Extract:

I don’t care if football is the biggest sport in America and everyone and their grandmother tune in to the Super Bowl every February — I’d much rather be sitting on my couch sporting a New York Rangers jersey and watching a fast-paced game of hockey.

I know, most readers want to punt me 80 yards just for desecrating the name of their beloved sport (and don’t even get me started on my affinity for soccer, I might get death threats) but hockey is just a more exciting game to watch.

The first argument for football almost always discusses the physicality of the sport. With men slamming headfirst into each other or tackling someone at the knees, it is most certainly a sport of bone-shattering hits and frequent head injuries.

But then there’s hockey. Constant physical contact coupled with frequent fisticuffs and you’ve got yourself a sport that puts football to shame.

Hockey players are just tougher — they’ve got fewer teeth, more head injuries and most are smaller than football players.

I’d place my bets on Colton Orr in a fight over most football players any day.

Here’s my other problem with football — the overweight players. Find another sport (and no, Starcraft II doesn’t count) where the players are actually chubby. Football is a sport tailor-made for chubby players since the game stops every few seconds.

Hockey players are all lean muscle — some are short and some are Zdeno Chara. But there is not a single chubby hockey player out there on the ice—even the goaltenders who spend most of the game standing are still svelte.

Football is a staccato, stop-and-go sport, perfect for the average American’s attention span: a first-down attempt, then a tackle, then 45 seconds replaying the aforementioned play, then 15 seconds spent zooming in on the quarterback’s face, then 10 seconds waiting for them to actually snap the ball and the cycle continues. Rinse and repeat.

But if any of you would actually like to watch a sport, not two hours of commercials mixed with commentary, hockey is the sport for you.

The TV timeouts exist, but the NHL places strict rules upon them. No TV timeouts during an icing — and I have watched commercials get stopped in their tracks if a fight broke out during a planned break.

Also, the game can go long stretches without a stoppage in play — and most stoppages end up in pushing and shoving or flat-out punches in the face.

Blood is a frequent attendee at hockey games, and call me a violent psychopath if you wish, but that makes the game all the more exciting.

The men are wearing blades on their feet, ladies and gentleman, and as gross as this may sound, I have seen that blade injure a few players.

Blood. Fights. Nonstop play. The occasional curse word picked up by the microphone. Taunting. Stick-breaking. Name-calling. Shootouts. Slashing. Broken noses. Ripped jerseys. Hat tricks.

Hockey is greater than football.

Except Sidney Crosby. You football fans can have him.

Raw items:
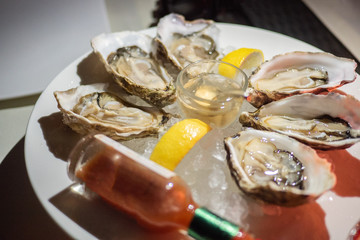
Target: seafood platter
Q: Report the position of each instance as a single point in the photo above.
(287, 168)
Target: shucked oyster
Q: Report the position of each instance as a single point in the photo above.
(299, 72)
(321, 121)
(179, 42)
(277, 169)
(93, 109)
(127, 56)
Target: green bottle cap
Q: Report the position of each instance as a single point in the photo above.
(207, 225)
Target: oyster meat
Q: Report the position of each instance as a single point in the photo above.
(94, 109)
(298, 72)
(277, 169)
(127, 56)
(321, 121)
(179, 42)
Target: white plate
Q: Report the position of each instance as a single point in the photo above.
(48, 142)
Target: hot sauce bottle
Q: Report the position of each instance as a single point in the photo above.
(155, 196)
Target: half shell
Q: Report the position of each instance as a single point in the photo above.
(127, 56)
(299, 72)
(277, 169)
(94, 109)
(321, 121)
(179, 42)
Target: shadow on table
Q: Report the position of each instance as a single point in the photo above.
(102, 220)
(22, 215)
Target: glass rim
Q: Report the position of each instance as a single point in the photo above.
(180, 85)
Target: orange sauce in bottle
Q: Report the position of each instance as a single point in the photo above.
(153, 195)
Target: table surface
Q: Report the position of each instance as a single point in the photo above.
(21, 210)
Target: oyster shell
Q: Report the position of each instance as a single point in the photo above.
(298, 72)
(127, 56)
(94, 109)
(277, 169)
(321, 121)
(179, 42)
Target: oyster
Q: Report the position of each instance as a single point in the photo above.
(277, 169)
(321, 121)
(298, 72)
(127, 56)
(179, 42)
(94, 109)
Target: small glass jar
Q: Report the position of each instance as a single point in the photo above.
(212, 91)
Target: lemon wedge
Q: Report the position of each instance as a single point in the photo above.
(177, 142)
(243, 58)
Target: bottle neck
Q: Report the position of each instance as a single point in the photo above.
(207, 225)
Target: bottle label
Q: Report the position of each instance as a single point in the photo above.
(127, 152)
(207, 225)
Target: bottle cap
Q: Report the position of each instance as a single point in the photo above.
(207, 225)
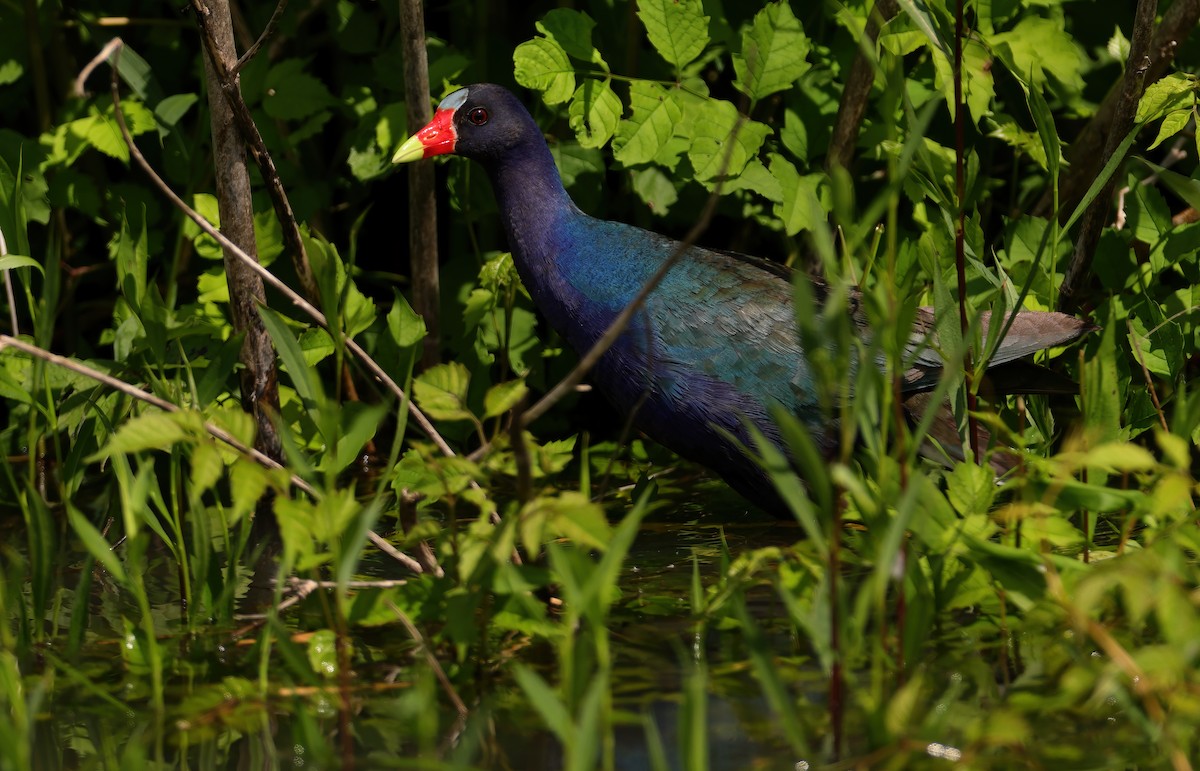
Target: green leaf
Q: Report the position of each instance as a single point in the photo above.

Written exercise 1:
In the hockey column, what does the NHL not allow during an icing?
Written exercise 2:
Duplicate the passage of the hockey column starting at "The TV timeouts" and ending at "jerseys. Hat tricks.".

Expected output 1:
TV timeouts.

Expected output 2:
The TV timeouts exist, but the NHL places strict rules upon them. No TV timeouts during an icing — and I have watched commercials get stopped in their tracks if a fight broke out during a planned break.

Also, the game can go long stretches without a stoppage in play — and most stoppages end up in pushing and shoving or flat-out punches in the face.

Blood is a frequent attendee at hockey games, and call me a violent psychopath if you wish, but that makes the game all the more exciting.

The men are wearing blades on their feet, ladies and gentleman, and as gross as this may sound, I have seen that blade injure a few players.

Blood. Fights. Nonstop play. The occasional curse word picked up by the microphone. Taunting. Stick-breaking. Name-calling. Shootouts. Slashing. Broken noses. Ripped jerseys. Hat tricks.